Exercise aim: Reproduce the lines of the material below, starting at the line that contains "Existence query: locate any wrought" and continuing through the end of the material.

Records supplied:
....................

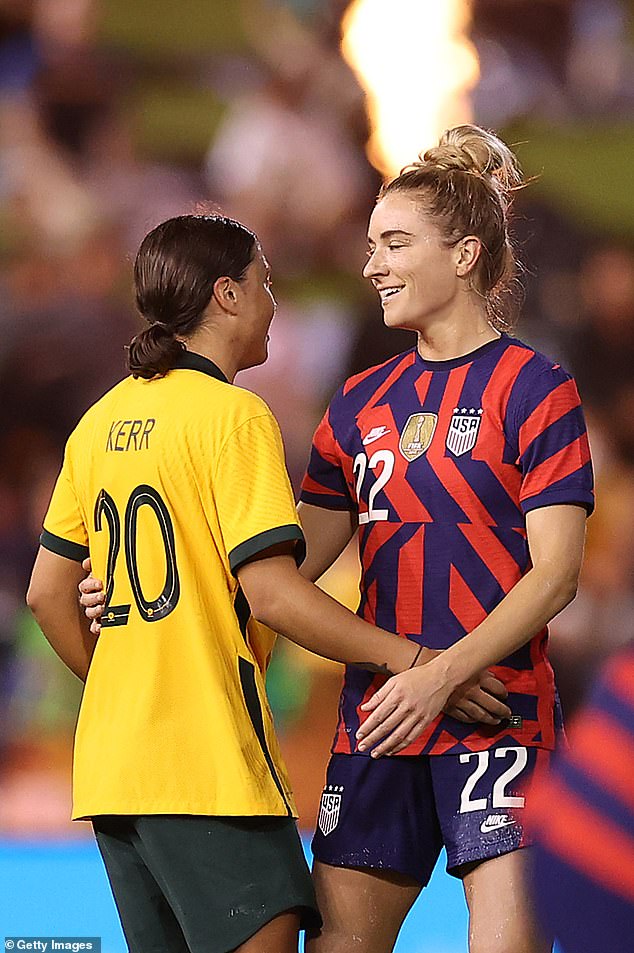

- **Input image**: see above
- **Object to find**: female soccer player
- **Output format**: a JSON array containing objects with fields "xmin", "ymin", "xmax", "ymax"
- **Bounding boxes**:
[
  {"xmin": 28, "ymin": 216, "xmax": 450, "ymax": 953},
  {"xmin": 299, "ymin": 126, "xmax": 593, "ymax": 953}
]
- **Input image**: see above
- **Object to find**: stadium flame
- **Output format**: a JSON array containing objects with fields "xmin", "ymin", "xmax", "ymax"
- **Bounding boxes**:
[{"xmin": 341, "ymin": 0, "xmax": 479, "ymax": 178}]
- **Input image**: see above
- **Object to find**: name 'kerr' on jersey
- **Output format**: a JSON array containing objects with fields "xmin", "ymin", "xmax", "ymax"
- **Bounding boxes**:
[{"xmin": 301, "ymin": 335, "xmax": 594, "ymax": 754}]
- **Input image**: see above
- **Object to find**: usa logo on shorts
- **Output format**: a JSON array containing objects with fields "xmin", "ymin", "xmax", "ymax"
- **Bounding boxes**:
[
  {"xmin": 446, "ymin": 407, "xmax": 482, "ymax": 457},
  {"xmin": 317, "ymin": 784, "xmax": 343, "ymax": 837}
]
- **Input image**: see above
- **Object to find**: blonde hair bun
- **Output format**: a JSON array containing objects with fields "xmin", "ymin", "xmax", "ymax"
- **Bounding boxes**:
[{"xmin": 421, "ymin": 125, "xmax": 522, "ymax": 191}]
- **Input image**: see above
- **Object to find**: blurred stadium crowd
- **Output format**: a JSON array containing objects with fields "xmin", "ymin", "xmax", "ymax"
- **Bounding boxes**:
[{"xmin": 0, "ymin": 0, "xmax": 634, "ymax": 833}]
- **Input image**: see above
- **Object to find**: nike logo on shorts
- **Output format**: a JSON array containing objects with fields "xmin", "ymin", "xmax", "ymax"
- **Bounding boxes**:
[{"xmin": 480, "ymin": 814, "xmax": 515, "ymax": 834}]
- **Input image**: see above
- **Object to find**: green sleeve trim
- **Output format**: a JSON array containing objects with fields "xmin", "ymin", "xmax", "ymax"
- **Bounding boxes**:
[
  {"xmin": 40, "ymin": 529, "xmax": 90, "ymax": 563},
  {"xmin": 229, "ymin": 523, "xmax": 306, "ymax": 574}
]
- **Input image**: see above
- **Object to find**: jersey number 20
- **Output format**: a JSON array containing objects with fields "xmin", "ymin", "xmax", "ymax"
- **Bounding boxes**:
[{"xmin": 95, "ymin": 484, "xmax": 180, "ymax": 627}]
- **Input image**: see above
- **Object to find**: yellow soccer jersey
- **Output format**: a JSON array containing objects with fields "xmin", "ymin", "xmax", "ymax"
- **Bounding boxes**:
[{"xmin": 41, "ymin": 352, "xmax": 304, "ymax": 818}]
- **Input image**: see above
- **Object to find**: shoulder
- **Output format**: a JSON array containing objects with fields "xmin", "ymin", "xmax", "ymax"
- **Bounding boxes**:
[
  {"xmin": 508, "ymin": 338, "xmax": 573, "ymax": 387},
  {"xmin": 332, "ymin": 348, "xmax": 416, "ymax": 403},
  {"xmin": 66, "ymin": 377, "xmax": 134, "ymax": 452}
]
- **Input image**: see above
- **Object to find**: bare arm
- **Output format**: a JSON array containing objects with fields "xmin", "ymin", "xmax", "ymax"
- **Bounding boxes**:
[
  {"xmin": 296, "ymin": 502, "xmax": 511, "ymax": 725},
  {"xmin": 297, "ymin": 502, "xmax": 357, "ymax": 582},
  {"xmin": 237, "ymin": 544, "xmax": 422, "ymax": 674},
  {"xmin": 357, "ymin": 506, "xmax": 586, "ymax": 757},
  {"xmin": 26, "ymin": 547, "xmax": 97, "ymax": 681}
]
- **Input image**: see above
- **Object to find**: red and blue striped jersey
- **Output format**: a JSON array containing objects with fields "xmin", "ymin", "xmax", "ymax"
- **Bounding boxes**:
[
  {"xmin": 531, "ymin": 643, "xmax": 634, "ymax": 953},
  {"xmin": 301, "ymin": 335, "xmax": 594, "ymax": 754}
]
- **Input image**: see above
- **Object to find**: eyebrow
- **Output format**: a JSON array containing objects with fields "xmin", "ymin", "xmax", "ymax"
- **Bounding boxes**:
[{"xmin": 368, "ymin": 228, "xmax": 414, "ymax": 243}]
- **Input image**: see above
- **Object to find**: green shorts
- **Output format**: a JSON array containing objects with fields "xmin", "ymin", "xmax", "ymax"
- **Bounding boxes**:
[{"xmin": 92, "ymin": 814, "xmax": 321, "ymax": 953}]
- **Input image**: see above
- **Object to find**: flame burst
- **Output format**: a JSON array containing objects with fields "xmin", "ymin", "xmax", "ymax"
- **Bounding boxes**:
[{"xmin": 341, "ymin": 0, "xmax": 479, "ymax": 178}]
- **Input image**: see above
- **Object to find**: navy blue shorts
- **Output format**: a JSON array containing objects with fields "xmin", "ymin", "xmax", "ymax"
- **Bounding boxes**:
[{"xmin": 312, "ymin": 746, "xmax": 551, "ymax": 886}]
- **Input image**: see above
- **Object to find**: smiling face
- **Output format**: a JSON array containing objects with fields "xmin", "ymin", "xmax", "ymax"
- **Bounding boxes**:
[
  {"xmin": 236, "ymin": 246, "xmax": 276, "ymax": 370},
  {"xmin": 363, "ymin": 192, "xmax": 464, "ymax": 331}
]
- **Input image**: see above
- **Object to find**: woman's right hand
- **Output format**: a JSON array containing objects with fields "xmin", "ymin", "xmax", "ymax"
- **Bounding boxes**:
[{"xmin": 79, "ymin": 557, "xmax": 106, "ymax": 635}]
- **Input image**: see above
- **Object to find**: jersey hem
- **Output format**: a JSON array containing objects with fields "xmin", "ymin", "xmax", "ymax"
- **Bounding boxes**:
[
  {"xmin": 299, "ymin": 490, "xmax": 350, "ymax": 513},
  {"xmin": 229, "ymin": 523, "xmax": 306, "ymax": 575},
  {"xmin": 520, "ymin": 490, "xmax": 594, "ymax": 516},
  {"xmin": 40, "ymin": 529, "xmax": 90, "ymax": 563},
  {"xmin": 71, "ymin": 802, "xmax": 298, "ymax": 821}
]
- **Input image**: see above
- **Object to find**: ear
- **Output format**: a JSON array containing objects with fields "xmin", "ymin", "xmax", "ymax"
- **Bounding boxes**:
[
  {"xmin": 213, "ymin": 276, "xmax": 238, "ymax": 314},
  {"xmin": 456, "ymin": 235, "xmax": 482, "ymax": 278}
]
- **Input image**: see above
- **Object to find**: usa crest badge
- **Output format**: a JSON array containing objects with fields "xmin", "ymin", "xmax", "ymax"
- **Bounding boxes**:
[
  {"xmin": 398, "ymin": 414, "xmax": 438, "ymax": 463},
  {"xmin": 446, "ymin": 407, "xmax": 482, "ymax": 457},
  {"xmin": 317, "ymin": 784, "xmax": 343, "ymax": 837}
]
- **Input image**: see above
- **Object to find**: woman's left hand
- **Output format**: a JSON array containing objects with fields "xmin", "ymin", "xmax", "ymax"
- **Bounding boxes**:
[{"xmin": 356, "ymin": 655, "xmax": 455, "ymax": 758}]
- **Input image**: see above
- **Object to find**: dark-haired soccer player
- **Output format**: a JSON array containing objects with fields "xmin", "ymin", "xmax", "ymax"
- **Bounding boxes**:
[
  {"xmin": 530, "ymin": 644, "xmax": 634, "ymax": 953},
  {"xmin": 28, "ymin": 216, "xmax": 444, "ymax": 953}
]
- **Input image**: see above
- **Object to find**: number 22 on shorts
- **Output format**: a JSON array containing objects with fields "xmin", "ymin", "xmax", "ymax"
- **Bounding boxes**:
[{"xmin": 460, "ymin": 747, "xmax": 528, "ymax": 814}]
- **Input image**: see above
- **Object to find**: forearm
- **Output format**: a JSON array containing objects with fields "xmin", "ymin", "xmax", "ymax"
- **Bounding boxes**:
[
  {"xmin": 435, "ymin": 563, "xmax": 575, "ymax": 686},
  {"xmin": 297, "ymin": 502, "xmax": 357, "ymax": 582},
  {"xmin": 241, "ymin": 560, "xmax": 422, "ymax": 675}
]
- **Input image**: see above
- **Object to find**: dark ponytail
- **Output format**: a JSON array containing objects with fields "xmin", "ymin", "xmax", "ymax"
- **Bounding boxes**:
[{"xmin": 128, "ymin": 215, "xmax": 257, "ymax": 379}]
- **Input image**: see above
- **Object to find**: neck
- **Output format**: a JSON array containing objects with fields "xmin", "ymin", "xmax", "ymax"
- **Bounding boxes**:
[
  {"xmin": 185, "ymin": 325, "xmax": 239, "ymax": 383},
  {"xmin": 417, "ymin": 303, "xmax": 500, "ymax": 361}
]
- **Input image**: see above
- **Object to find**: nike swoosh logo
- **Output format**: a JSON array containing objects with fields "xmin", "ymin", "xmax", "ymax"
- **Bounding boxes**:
[
  {"xmin": 480, "ymin": 817, "xmax": 515, "ymax": 834},
  {"xmin": 363, "ymin": 427, "xmax": 392, "ymax": 447}
]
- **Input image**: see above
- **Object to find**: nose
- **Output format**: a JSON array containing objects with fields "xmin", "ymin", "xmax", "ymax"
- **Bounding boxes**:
[{"xmin": 362, "ymin": 248, "xmax": 387, "ymax": 278}]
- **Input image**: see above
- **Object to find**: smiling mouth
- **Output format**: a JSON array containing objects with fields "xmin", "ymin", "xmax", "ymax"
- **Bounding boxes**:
[{"xmin": 379, "ymin": 288, "xmax": 403, "ymax": 304}]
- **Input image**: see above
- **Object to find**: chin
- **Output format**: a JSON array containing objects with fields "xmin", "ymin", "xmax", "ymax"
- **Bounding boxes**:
[{"xmin": 383, "ymin": 313, "xmax": 418, "ymax": 331}]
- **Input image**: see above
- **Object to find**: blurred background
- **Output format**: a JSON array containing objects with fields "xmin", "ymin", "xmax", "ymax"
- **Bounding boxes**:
[{"xmin": 0, "ymin": 0, "xmax": 634, "ymax": 949}]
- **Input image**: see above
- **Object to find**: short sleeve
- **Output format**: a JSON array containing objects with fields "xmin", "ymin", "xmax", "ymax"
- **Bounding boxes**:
[
  {"xmin": 213, "ymin": 413, "xmax": 306, "ymax": 573},
  {"xmin": 40, "ymin": 446, "xmax": 89, "ymax": 562},
  {"xmin": 513, "ymin": 365, "xmax": 594, "ymax": 514},
  {"xmin": 299, "ymin": 402, "xmax": 356, "ymax": 510}
]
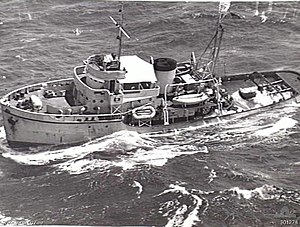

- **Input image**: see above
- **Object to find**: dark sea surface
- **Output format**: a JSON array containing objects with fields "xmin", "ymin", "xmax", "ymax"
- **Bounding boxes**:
[{"xmin": 0, "ymin": 0, "xmax": 300, "ymax": 227}]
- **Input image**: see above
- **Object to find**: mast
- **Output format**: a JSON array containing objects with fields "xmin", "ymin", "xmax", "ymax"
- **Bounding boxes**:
[
  {"xmin": 109, "ymin": 2, "xmax": 130, "ymax": 68},
  {"xmin": 196, "ymin": 1, "xmax": 230, "ymax": 79},
  {"xmin": 117, "ymin": 2, "xmax": 124, "ymax": 60}
]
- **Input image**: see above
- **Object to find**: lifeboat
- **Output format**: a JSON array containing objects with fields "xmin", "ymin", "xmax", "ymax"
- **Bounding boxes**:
[
  {"xmin": 132, "ymin": 106, "xmax": 156, "ymax": 120},
  {"xmin": 172, "ymin": 93, "xmax": 208, "ymax": 105}
]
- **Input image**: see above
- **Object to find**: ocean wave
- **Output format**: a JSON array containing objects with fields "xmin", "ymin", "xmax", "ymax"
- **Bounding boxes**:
[
  {"xmin": 157, "ymin": 184, "xmax": 204, "ymax": 227},
  {"xmin": 254, "ymin": 117, "xmax": 298, "ymax": 136},
  {"xmin": 56, "ymin": 145, "xmax": 208, "ymax": 174}
]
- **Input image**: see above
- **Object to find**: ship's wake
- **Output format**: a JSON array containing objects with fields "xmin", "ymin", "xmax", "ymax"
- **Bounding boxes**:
[
  {"xmin": 154, "ymin": 184, "xmax": 300, "ymax": 226},
  {"xmin": 0, "ymin": 104, "xmax": 299, "ymax": 174}
]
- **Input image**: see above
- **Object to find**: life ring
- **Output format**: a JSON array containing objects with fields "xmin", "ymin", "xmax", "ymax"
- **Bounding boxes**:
[
  {"xmin": 132, "ymin": 106, "xmax": 156, "ymax": 120},
  {"xmin": 114, "ymin": 97, "xmax": 121, "ymax": 102},
  {"xmin": 176, "ymin": 63, "xmax": 191, "ymax": 76}
]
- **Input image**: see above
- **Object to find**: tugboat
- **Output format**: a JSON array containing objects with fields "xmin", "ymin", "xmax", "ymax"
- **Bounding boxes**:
[{"xmin": 0, "ymin": 3, "xmax": 300, "ymax": 146}]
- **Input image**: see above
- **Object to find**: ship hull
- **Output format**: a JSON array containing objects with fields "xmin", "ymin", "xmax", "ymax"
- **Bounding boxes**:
[
  {"xmin": 2, "ymin": 105, "xmax": 125, "ymax": 147},
  {"xmin": 0, "ymin": 71, "xmax": 300, "ymax": 146}
]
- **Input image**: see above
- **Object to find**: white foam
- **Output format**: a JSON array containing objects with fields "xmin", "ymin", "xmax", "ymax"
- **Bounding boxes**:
[
  {"xmin": 52, "ymin": 131, "xmax": 208, "ymax": 174},
  {"xmin": 131, "ymin": 181, "xmax": 143, "ymax": 198},
  {"xmin": 113, "ymin": 145, "xmax": 208, "ymax": 170},
  {"xmin": 208, "ymin": 169, "xmax": 217, "ymax": 184},
  {"xmin": 158, "ymin": 184, "xmax": 203, "ymax": 227},
  {"xmin": 255, "ymin": 117, "xmax": 298, "ymax": 136},
  {"xmin": 2, "ymin": 131, "xmax": 150, "ymax": 166},
  {"xmin": 229, "ymin": 185, "xmax": 275, "ymax": 200},
  {"xmin": 0, "ymin": 213, "xmax": 34, "ymax": 226},
  {"xmin": 0, "ymin": 126, "xmax": 6, "ymax": 139}
]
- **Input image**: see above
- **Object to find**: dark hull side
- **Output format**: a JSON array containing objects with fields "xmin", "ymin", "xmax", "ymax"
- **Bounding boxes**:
[{"xmin": 1, "ymin": 71, "xmax": 300, "ymax": 146}]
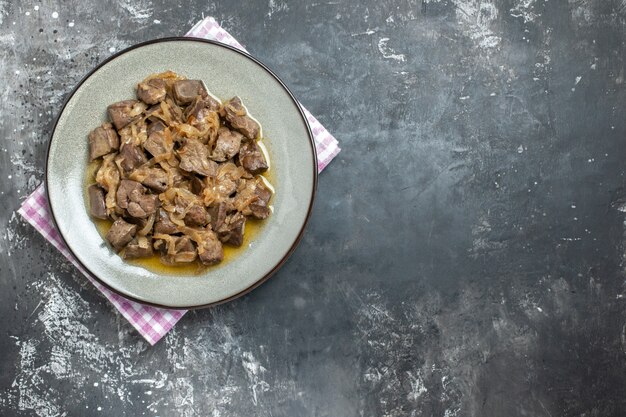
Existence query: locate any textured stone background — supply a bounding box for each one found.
[0,0,626,417]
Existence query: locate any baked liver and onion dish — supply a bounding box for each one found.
[87,71,273,265]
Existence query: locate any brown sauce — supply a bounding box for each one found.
[83,141,276,275]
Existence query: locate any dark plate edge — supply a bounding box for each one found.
[44,36,318,310]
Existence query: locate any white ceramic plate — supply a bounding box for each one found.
[46,38,317,308]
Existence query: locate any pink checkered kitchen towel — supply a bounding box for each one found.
[18,17,340,345]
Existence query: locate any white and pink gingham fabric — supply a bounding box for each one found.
[18,17,340,345]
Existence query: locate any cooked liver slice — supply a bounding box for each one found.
[116,180,159,219]
[129,167,168,193]
[117,145,148,174]
[88,184,109,219]
[154,209,178,235]
[172,80,208,106]
[178,139,217,177]
[137,78,167,104]
[89,123,120,161]
[106,219,137,252]
[107,100,139,130]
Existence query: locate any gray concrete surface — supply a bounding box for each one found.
[0,0,626,417]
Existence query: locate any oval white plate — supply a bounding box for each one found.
[46,38,317,308]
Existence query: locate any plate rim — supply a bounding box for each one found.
[44,36,318,310]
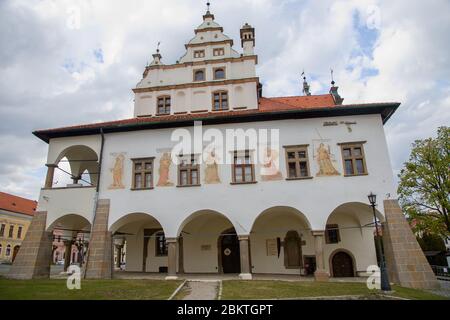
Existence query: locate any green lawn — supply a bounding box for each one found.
[222,280,445,300]
[0,278,181,300]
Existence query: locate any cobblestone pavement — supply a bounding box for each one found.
[183,281,219,300]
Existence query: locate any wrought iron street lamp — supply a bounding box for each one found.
[367,192,391,291]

....................

Output below:
Existence query: locate any wrought iron street lamp — supply a bounding box for each one found.
[367,192,391,291]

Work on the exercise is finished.